With record revenue growth of over 34%, Africa was the fastest-growing market for the global music industry in 2022.
The viral nature of African tunes is not only creating a broader audience for African artists but also unleashing an unprecedented revenue boom.
The fastest-growing market region in 2022 was Sub-Saharan Africa, according to a new report. Growth in the region, which recorded a 34.7% rise in music sales, was largely driven by a booming music market in South Africa, where sales were up by more than 30% year-on-year.
This is according to a report by the International Federation of the Phonographic Industry (IFPI), which represents over 8000 record company members worldwide, including all three major labels, Universal Music Group, Sony Music Entertainment and Warner Music Group.
Released on March 21, 2023, the Global Music Report 2022 shows that the global recorded music market grew by 9.0% year-on-year in 2022, driven by growth in paid subscription streaming. The report reveals that total trade revenues for 2022 were $26.2 billion.

• _Information given_:
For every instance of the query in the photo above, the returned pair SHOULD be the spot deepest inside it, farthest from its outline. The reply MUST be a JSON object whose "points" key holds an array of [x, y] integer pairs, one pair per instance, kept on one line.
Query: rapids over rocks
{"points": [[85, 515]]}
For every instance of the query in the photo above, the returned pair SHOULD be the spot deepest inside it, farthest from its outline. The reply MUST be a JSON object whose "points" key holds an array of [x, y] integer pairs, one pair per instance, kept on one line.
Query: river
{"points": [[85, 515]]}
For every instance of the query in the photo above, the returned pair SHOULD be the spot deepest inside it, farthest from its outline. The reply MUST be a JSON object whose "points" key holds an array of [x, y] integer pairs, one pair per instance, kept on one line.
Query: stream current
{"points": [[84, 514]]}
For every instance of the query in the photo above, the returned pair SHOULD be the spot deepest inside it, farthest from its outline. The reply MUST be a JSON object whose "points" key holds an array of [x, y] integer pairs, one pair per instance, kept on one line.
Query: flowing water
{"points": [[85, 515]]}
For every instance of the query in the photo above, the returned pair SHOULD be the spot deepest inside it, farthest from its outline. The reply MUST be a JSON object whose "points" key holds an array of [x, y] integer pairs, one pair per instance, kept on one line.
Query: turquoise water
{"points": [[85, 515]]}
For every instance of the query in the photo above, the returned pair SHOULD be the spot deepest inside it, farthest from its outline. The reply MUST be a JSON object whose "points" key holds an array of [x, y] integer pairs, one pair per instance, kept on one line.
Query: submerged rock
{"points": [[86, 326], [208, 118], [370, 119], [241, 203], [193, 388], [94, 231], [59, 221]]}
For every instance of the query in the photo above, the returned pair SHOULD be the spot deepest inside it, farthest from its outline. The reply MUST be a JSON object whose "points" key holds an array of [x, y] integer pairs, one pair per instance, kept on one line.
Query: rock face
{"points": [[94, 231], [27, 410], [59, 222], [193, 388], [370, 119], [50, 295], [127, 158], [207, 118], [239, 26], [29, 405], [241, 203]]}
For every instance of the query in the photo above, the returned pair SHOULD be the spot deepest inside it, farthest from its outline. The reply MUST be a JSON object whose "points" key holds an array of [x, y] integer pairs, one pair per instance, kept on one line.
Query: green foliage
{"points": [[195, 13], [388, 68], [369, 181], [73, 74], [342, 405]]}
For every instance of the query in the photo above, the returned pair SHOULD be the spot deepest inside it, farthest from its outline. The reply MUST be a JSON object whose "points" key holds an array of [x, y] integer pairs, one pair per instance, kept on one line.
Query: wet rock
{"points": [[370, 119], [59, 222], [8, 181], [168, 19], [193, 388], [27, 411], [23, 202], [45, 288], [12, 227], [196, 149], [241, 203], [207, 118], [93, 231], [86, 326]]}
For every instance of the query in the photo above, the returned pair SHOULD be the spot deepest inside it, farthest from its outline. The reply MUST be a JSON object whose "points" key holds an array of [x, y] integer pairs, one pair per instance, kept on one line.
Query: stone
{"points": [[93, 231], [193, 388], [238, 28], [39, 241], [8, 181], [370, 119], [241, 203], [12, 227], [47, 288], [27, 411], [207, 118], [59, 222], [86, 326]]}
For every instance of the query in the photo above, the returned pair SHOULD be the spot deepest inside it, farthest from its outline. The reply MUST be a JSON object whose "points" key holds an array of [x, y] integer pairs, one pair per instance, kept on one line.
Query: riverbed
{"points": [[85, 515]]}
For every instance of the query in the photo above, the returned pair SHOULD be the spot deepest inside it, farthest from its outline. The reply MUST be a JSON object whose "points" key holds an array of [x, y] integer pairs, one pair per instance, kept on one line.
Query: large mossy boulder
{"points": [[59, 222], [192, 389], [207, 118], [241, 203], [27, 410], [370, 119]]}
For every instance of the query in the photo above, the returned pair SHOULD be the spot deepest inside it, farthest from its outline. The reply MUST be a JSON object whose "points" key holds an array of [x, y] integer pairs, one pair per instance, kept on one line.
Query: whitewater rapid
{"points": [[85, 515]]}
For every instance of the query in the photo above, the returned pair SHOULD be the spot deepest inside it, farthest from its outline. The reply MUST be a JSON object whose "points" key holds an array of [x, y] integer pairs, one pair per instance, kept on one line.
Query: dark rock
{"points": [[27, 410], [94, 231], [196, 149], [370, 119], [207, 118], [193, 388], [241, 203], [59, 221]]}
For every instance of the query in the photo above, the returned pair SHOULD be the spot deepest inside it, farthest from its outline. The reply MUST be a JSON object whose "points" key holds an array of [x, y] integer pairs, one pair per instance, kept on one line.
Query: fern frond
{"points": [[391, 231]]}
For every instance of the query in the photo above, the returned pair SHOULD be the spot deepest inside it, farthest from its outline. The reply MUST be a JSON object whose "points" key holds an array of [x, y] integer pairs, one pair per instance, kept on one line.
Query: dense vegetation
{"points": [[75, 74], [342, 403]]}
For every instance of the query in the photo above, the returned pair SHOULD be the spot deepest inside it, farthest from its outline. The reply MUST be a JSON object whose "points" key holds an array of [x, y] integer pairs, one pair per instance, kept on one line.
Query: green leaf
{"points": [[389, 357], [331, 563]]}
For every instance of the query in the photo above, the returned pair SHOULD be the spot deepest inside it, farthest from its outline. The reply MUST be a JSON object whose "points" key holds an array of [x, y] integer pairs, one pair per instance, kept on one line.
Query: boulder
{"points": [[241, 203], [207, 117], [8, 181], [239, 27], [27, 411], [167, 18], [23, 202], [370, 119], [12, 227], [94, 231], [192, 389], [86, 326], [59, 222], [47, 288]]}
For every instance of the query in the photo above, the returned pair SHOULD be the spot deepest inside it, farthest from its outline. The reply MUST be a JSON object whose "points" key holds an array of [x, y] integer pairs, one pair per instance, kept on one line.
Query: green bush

• _Assignment_:
Answer these questions from the article on Africa's music market:
1. What rise in music sales did Sub-Saharan Africa record?
2. On what date was the Global Music Report 2022 released?
3. What were total trade revenues for 2022?

• _Exercise result_:
1. 34.7%
2. March 21, 2023
3. $26.2 billion